#### 原文摘录:

------------------------------------

核心功能 Core Functions

1. 训练

极简使用：只需要传入数据集路径即可进行训练

自定义使用：可传入AutoML(**kwargs)，参见API部分

Simple training method, only need to pass in the data set path for training

Source code in function\train.py

def train(data_path, **kwargs):
    """
    Simple training method, only need to pass in the data set path for training
    """
    # Load data
    df_train = pd.read_csv(data_path)

    # Separate id and label
    X_train = df_train.drop(['id', 'label'], axis=1)
    y_train = df_train["label"]

    # Calculate the weight of each class
    label_counts = y_train.value_counts()
    total_samples = len(y_train)
    weights = total_samples / label_counts

    # Set the corresponding weight
    sample_weight = y_train.map(weights).values

    # Create AutoML object
    automl = AutoML(**kwargs)

    # Train
    automl.fit(X_train, y_train, sample_weight=sample_weight)

2. 预测

极简使用：只需要传入数据集路径与模型路径即可进行预测

Simple predicting method, only need to pass in the data set path and model path for predicting

Source code in function\predict.py

def predict(file_input, file_output, model_path):
    """

------------------------------------

框标注数据集中的若干行:
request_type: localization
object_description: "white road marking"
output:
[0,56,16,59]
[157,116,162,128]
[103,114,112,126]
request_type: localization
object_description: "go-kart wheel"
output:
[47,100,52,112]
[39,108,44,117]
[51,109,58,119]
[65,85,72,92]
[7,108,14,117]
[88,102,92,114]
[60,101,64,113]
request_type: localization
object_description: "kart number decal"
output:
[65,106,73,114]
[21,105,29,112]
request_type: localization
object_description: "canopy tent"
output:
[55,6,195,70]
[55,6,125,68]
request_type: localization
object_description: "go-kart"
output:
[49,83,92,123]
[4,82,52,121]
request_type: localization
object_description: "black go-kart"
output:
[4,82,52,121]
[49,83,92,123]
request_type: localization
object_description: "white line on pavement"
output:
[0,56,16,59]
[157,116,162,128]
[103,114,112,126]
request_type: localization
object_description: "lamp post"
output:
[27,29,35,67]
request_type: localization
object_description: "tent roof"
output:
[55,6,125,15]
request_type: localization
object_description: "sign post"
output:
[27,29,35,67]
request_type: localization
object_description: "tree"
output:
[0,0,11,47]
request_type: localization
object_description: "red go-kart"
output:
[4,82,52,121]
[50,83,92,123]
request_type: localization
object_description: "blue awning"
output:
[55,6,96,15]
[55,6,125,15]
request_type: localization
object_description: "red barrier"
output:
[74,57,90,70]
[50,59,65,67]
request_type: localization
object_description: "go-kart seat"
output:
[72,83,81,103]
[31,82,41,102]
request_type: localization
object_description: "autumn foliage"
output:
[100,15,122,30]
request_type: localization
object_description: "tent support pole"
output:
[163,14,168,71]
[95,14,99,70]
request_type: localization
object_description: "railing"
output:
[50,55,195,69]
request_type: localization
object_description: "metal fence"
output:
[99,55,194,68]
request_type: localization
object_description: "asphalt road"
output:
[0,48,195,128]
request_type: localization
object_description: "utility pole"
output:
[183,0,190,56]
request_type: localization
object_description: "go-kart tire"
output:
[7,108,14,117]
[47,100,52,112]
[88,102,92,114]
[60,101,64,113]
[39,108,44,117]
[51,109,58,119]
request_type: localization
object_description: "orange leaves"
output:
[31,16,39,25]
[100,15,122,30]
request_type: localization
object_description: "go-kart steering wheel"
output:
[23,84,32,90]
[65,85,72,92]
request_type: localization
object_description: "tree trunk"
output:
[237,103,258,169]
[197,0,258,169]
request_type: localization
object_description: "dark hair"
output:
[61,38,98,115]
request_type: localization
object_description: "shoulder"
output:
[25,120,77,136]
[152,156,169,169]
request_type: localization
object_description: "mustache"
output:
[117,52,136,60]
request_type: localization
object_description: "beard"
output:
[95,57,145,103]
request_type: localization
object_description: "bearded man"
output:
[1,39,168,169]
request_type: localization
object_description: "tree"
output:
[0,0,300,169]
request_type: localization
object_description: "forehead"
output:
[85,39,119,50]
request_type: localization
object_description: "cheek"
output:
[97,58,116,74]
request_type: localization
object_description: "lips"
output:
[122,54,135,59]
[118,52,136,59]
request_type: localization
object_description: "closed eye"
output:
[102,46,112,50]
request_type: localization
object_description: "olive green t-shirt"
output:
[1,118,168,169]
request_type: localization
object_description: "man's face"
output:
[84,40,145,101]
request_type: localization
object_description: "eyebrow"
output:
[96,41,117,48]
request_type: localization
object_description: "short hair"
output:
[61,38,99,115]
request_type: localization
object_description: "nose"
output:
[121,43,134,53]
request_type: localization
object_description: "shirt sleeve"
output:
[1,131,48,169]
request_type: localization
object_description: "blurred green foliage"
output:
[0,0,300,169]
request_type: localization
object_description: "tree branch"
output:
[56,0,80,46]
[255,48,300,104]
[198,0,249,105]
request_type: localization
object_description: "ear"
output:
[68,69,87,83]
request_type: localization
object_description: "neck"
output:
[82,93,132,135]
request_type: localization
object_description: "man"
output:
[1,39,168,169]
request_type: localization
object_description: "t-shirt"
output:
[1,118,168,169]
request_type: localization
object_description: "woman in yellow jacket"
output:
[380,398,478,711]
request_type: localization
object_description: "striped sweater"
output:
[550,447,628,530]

------------------------------------

#### 给定指令 1:
按照原文摘录里的 train 函数，每个类别的权重是怎样算出来的？
#### 给定指令 2:
请把这段关于训练与预测函数的文档接着写下去。

#### 回答 1:
用样本总数除以该类别的样本数量。

#### 回答 2:
    Simple predicting method, only need to pass in the data set path and model path for predicting
    """
    automl = AutoML(results_path=model_path)

    df = pd.read_csv(file_input)

    # Get the predicted labels
    predictions = automl.predict(df)

    # Add the predicted labels to the original data
    df['predicted_label'] = predictions

    # Output predictions to file_output
    df.to_csv(file_output, index=False)

3. 预设预处理

去除重复样本，使用平均值填充缺失值，进行标准化

请注意！

此功能推荐但非必须，若不手动进行预处理，AutoML会自动进行预设好的简单预处理

Remove duplicate samples, fill missing values with mean, standardize :param missing_method: Missing value filling strategy

Source code in function\preprocessing_simply.py

def preprocess_simplified(data_input, data_output, missing_method, has_labels=True):
    """
    Remove duplicate samples, fill missing values with mean, standardize
    :param missing_method: Missing value filling strategy
    """
    # Load data
    data = pd.read_csv(data_input)

    # Separate id and label
    id_data = data['id']
    X_data = data.drop(['id', 'label'], axis=1)

    if has_labels:
        y_data = data['label']
    else:
        y_data = None

    # Initialize Preprocessor
    preprocessor = SimplifiedPreprocessing(missing_method=missing_method)

    # Fit and transform
    preprocessor.fit(X_data)
    processed_X = preprocessor.transform(X_data)

    # Concatenate id_data, processed_X and y_data
    if y_data is not None:
        merged_data = pd.concat([id_data, processed_X, y_data], axis=1)
    else:
        merged_data = pd.concat([id_data, processed_X], axis=1)

    # Save to csv
    merged_data.to_csv(data_output, index=False)

4. 数据集平衡

可选功能，使用欠采样等方式对数据集进行平衡，使各个分类的样本尽可能均衡

请注意！

此功能推荐但非必须，若不手动进行，AutoML不会自动平衡数据
若不平衡现象严重，会影响所得模型的性能

请注意！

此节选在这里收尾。